*** DATA LISTING

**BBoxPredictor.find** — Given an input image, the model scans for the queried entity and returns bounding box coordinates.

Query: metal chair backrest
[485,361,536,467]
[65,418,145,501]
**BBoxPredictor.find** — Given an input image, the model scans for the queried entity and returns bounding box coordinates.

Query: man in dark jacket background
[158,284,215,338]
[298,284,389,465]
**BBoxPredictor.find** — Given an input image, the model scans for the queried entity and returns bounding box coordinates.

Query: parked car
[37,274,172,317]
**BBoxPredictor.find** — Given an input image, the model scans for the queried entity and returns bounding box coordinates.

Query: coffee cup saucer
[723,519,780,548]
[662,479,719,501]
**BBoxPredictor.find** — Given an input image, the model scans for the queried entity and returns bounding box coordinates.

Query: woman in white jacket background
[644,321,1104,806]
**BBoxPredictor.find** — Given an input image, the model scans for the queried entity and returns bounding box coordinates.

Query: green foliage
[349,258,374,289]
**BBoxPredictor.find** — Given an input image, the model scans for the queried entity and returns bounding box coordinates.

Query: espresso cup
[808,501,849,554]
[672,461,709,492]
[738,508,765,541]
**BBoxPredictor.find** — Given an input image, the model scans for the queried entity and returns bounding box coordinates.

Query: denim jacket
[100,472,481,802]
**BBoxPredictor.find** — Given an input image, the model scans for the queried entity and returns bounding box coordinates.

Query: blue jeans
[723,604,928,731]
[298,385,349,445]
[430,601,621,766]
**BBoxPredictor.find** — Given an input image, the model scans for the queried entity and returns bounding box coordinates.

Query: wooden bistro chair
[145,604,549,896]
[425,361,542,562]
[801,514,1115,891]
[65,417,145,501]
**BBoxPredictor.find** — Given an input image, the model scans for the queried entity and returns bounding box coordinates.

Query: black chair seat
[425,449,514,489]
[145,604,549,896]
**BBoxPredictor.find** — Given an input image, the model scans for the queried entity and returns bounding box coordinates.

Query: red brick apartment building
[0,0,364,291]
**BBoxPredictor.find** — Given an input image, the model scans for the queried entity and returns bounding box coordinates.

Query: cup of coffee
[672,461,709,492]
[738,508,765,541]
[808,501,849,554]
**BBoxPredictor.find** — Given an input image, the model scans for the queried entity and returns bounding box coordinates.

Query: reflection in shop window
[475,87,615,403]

******
*** DATA LISTING

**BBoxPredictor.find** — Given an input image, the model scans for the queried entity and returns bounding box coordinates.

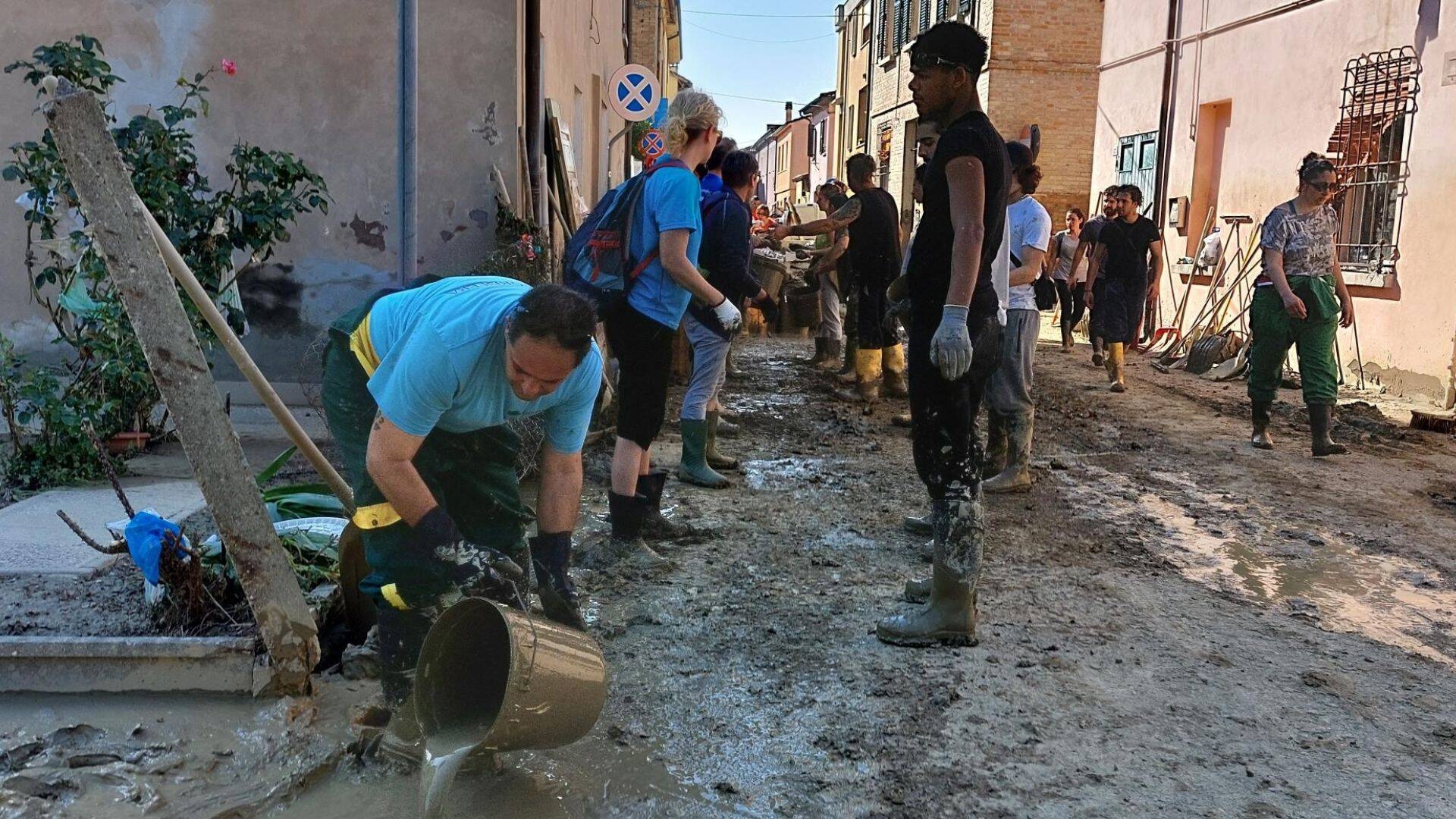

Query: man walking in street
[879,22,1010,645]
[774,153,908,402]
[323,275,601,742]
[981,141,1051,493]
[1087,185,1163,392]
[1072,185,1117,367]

******

**WHAT IS ASKED**
Pull out every line of the entries that contains the string "coffee", with case counting.

**TASK RESPONSE**
Query: coffee cup saucer
Query: cup of coffee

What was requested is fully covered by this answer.